▶ Jobs
• A. According to the mortgage applications article, why was the 5 percent decline in the Market Composite Index adjusted beyond seasonal factors?
• B. In the rows, swap "red tile roof" for "slate roof" from the line with "--target red tile roof" up to and including the line with "Provide the mask of each instance of the red tile", changing nothing else. Return only those lines, and leave out the picture.

## Start Source document

Applications Fall 5% during Holiday Shortened Week

Mortgage applications were down during
the week ended January 20 according to the Weekly Mortgage Applications Survey
conducted by the Mortgage Bankers Association (MBA).  The Market Composite Index, a measure of
application volume fell 5 percent on a basis that was adjusted seasonally and
to account for the week shortened by the Martin Luther King holiday.  On a non-seasonally adjusted basis the
Composite fell 13.8 percent from the previous week which ended January 13.

The
seasonally adjusted Purchase Index was down 5.4 percent and the unadjusted
Purchase Index 9.7 percent.  The latter
was 6.5 percent lower than during the same week in 2011.  The index measuring applications for
refinancing was down 5.2 percent. 

The
four week moving averages for all indices remained positive.  The Composite Index was up 4.12 percent, the
Refinance Index increased 4.85 percent and the seasonally adjusted Purchase Index
rose 0.47 percent.

Refinancing
continued to represent the majority of mortgage activity, falling slightly from
82.2 percent of all applications the previous week to 81.3 percent.  Applications for adjustable rate mortgages
were at a 5.3 percent level compared to 5.6 percent a week earlier.

## End Source document
## Start Entries supplied

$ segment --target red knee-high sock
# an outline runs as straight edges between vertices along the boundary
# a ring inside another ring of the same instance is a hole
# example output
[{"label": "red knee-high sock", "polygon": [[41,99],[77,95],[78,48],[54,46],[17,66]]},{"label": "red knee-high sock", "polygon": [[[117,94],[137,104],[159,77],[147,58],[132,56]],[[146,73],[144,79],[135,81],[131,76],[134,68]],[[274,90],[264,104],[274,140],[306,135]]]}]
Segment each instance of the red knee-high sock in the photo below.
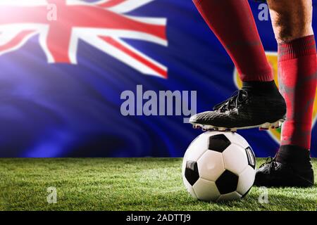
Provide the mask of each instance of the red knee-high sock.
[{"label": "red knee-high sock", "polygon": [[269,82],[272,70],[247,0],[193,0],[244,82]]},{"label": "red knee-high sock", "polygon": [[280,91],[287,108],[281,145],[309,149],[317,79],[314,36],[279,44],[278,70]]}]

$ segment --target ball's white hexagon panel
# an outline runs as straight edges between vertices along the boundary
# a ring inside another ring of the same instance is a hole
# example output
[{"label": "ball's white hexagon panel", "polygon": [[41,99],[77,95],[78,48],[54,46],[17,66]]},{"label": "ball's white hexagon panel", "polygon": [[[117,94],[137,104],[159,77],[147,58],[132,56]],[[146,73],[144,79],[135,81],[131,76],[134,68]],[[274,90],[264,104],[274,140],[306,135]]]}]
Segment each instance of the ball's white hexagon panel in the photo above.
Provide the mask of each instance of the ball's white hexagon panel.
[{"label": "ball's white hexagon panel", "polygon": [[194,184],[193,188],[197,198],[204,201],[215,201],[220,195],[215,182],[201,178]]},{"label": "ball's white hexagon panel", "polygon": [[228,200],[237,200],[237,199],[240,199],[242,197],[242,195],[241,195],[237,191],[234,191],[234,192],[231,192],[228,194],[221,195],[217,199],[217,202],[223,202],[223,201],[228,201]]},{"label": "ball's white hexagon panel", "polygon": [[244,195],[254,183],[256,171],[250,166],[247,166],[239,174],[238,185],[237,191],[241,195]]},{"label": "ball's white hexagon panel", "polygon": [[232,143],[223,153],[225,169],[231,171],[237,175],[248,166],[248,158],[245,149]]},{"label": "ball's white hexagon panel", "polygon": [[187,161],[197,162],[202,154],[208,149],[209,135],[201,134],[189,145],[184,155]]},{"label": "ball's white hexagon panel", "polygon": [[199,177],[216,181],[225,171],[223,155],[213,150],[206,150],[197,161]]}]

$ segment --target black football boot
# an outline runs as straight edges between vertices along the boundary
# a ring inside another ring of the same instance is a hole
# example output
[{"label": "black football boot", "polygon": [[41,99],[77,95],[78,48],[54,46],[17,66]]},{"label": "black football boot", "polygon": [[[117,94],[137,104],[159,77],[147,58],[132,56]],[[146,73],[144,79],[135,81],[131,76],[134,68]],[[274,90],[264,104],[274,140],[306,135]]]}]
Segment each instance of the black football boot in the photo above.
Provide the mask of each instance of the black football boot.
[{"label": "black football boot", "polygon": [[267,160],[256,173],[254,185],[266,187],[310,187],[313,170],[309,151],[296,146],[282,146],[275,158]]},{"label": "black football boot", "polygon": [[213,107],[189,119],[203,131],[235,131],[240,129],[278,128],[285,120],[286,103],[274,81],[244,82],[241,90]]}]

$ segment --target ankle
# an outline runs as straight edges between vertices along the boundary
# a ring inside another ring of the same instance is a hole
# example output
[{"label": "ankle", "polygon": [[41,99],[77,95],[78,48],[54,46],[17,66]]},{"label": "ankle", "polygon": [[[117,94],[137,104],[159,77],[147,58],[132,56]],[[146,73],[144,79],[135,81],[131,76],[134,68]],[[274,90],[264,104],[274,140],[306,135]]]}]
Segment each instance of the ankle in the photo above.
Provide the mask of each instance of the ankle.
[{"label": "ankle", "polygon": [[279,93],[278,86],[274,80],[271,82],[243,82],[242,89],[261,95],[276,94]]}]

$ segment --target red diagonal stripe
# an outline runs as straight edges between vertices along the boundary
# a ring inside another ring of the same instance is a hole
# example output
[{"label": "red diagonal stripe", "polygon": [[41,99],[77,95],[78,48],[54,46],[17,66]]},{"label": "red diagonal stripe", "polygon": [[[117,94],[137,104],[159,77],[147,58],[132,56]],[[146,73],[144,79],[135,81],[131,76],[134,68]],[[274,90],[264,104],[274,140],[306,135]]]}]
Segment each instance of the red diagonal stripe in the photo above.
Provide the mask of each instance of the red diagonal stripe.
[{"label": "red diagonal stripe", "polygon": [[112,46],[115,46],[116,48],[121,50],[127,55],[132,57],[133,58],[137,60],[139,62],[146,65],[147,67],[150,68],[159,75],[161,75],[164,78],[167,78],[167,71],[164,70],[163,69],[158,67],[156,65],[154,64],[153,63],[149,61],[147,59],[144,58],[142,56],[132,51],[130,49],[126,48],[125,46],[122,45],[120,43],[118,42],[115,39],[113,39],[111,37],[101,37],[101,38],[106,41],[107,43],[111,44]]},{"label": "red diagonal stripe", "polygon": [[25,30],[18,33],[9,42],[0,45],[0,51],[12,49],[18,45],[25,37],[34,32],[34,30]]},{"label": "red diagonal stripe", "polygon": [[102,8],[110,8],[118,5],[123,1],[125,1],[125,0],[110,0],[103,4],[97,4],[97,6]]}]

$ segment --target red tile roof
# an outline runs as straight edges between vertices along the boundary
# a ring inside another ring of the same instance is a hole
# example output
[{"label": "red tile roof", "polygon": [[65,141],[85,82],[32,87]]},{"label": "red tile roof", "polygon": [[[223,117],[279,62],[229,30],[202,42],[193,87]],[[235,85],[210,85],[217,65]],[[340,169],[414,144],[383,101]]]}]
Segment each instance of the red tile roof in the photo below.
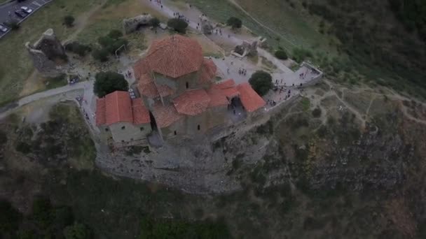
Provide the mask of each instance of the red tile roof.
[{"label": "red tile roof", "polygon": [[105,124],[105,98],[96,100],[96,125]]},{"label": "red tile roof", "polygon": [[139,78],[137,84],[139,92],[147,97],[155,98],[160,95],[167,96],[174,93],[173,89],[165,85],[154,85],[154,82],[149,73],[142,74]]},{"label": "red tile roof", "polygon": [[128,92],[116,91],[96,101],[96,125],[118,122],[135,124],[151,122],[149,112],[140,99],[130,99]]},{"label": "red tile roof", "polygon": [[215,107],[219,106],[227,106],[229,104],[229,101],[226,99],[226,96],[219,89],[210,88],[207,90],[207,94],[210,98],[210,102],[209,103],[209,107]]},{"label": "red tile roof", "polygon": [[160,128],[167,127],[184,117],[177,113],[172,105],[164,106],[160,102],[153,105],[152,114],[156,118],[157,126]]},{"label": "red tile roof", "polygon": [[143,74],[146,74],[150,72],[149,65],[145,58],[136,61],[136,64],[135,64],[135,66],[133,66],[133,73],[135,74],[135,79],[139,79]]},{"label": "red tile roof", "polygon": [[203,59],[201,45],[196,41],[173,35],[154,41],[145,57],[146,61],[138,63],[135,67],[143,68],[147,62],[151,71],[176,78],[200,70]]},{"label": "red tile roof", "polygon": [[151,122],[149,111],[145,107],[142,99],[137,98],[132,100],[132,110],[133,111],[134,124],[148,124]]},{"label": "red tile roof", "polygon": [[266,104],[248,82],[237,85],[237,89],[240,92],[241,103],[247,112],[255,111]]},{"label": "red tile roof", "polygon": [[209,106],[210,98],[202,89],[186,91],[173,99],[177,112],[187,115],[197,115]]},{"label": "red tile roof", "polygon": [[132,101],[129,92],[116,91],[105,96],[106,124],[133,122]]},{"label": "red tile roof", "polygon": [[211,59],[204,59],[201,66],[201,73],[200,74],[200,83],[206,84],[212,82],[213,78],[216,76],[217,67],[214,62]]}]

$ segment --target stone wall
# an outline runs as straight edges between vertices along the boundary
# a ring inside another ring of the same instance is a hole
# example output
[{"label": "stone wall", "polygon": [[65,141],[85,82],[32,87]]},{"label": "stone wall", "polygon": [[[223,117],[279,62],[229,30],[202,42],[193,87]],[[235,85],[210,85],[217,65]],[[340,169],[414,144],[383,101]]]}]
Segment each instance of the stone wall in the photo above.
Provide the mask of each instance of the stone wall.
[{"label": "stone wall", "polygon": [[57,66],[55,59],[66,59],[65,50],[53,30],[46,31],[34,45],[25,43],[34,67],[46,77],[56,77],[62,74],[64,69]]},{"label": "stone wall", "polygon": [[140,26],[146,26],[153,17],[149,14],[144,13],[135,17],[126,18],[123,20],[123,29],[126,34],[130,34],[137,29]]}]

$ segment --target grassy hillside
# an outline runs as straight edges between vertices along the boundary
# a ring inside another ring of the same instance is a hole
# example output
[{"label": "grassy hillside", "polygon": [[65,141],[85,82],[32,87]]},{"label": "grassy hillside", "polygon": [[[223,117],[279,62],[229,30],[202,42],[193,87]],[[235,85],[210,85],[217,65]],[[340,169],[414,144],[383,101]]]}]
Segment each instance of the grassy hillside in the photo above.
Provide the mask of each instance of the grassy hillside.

## End Entries supplied

▶ Full solutions
• A. The decline was also adjusted to account for the week being shortened by the Martin Luther King holiday.

• B.
$ segment --target slate roof
# an outline runs as straight edges between vertices along the boundary
# a ring inside another ring of the same instance is a hole
# example output
[{"label": "slate roof", "polygon": [[65,141],[85,82],[32,87]]},{"label": "slate roof", "polygon": [[[223,117],[279,62],[229,30],[202,42],[193,87]],[[235,85],[210,85],[217,65]],[[340,169],[414,144],[383,101]]]}]
Segment each instance of the slate roof in the photo below.
Provide the mask of each instance of the slate roof.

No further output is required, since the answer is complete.